## The exercise
Pull out every line of the material below that contains the word "Indicate", and copy each of those lines in full.

## Supplied data
* BEGIN *
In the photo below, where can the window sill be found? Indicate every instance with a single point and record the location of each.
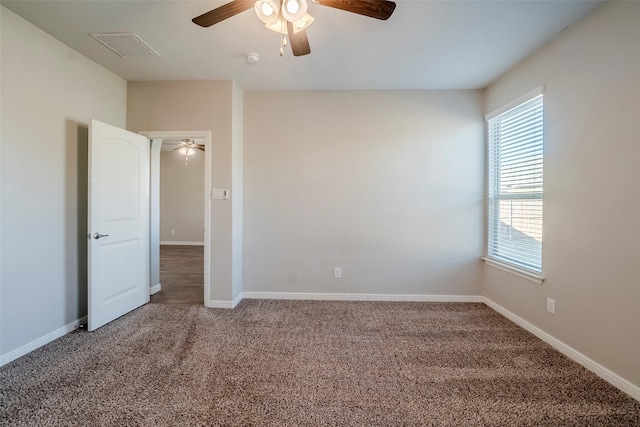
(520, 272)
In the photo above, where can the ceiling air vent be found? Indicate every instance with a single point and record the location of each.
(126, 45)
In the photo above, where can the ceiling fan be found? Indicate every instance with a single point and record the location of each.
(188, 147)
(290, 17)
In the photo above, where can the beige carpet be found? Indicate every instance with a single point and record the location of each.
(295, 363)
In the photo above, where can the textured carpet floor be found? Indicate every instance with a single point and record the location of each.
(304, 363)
* END *
* BEGIN *
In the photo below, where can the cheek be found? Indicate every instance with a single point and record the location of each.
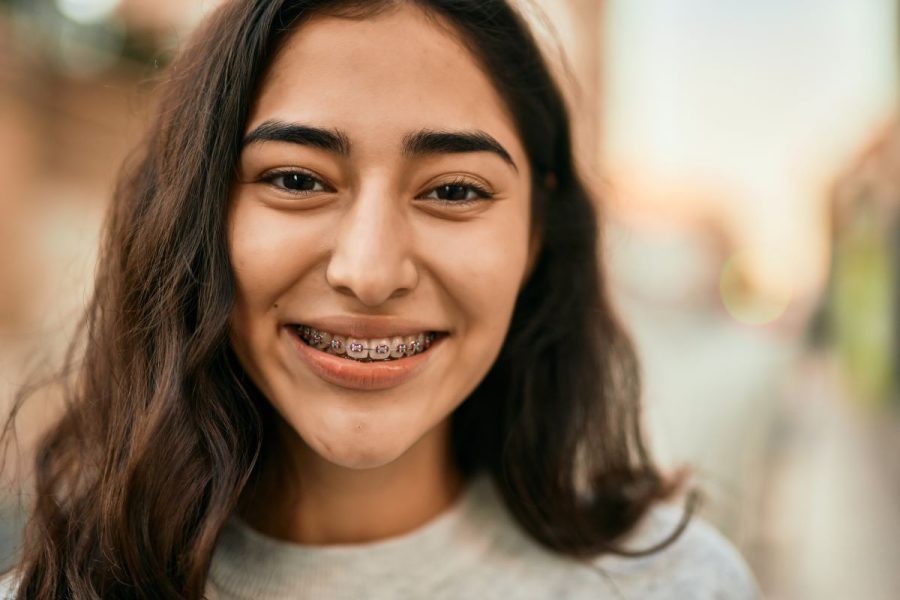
* END *
## Completed exercise
In the photo below, where can the window sill be found? Indicate every instance with a single point and record the location of each.
In the photo above, where can the ceiling air vent be found? Indicate every instance with a single point and record the location of each.
In the photo above, where can the ceiling fan be found? Indicate every instance with a single point and record the location of each.
In the photo above, where can the beige carpet be found? Indicate every instance with a single point and record the location of each.
In the photo above, where can the textured carpet floor be found? Indicate every instance with a single point and record the location of each.
In the photo below, where can the cheek be found? Indicate every instance with a single point and record the location of each.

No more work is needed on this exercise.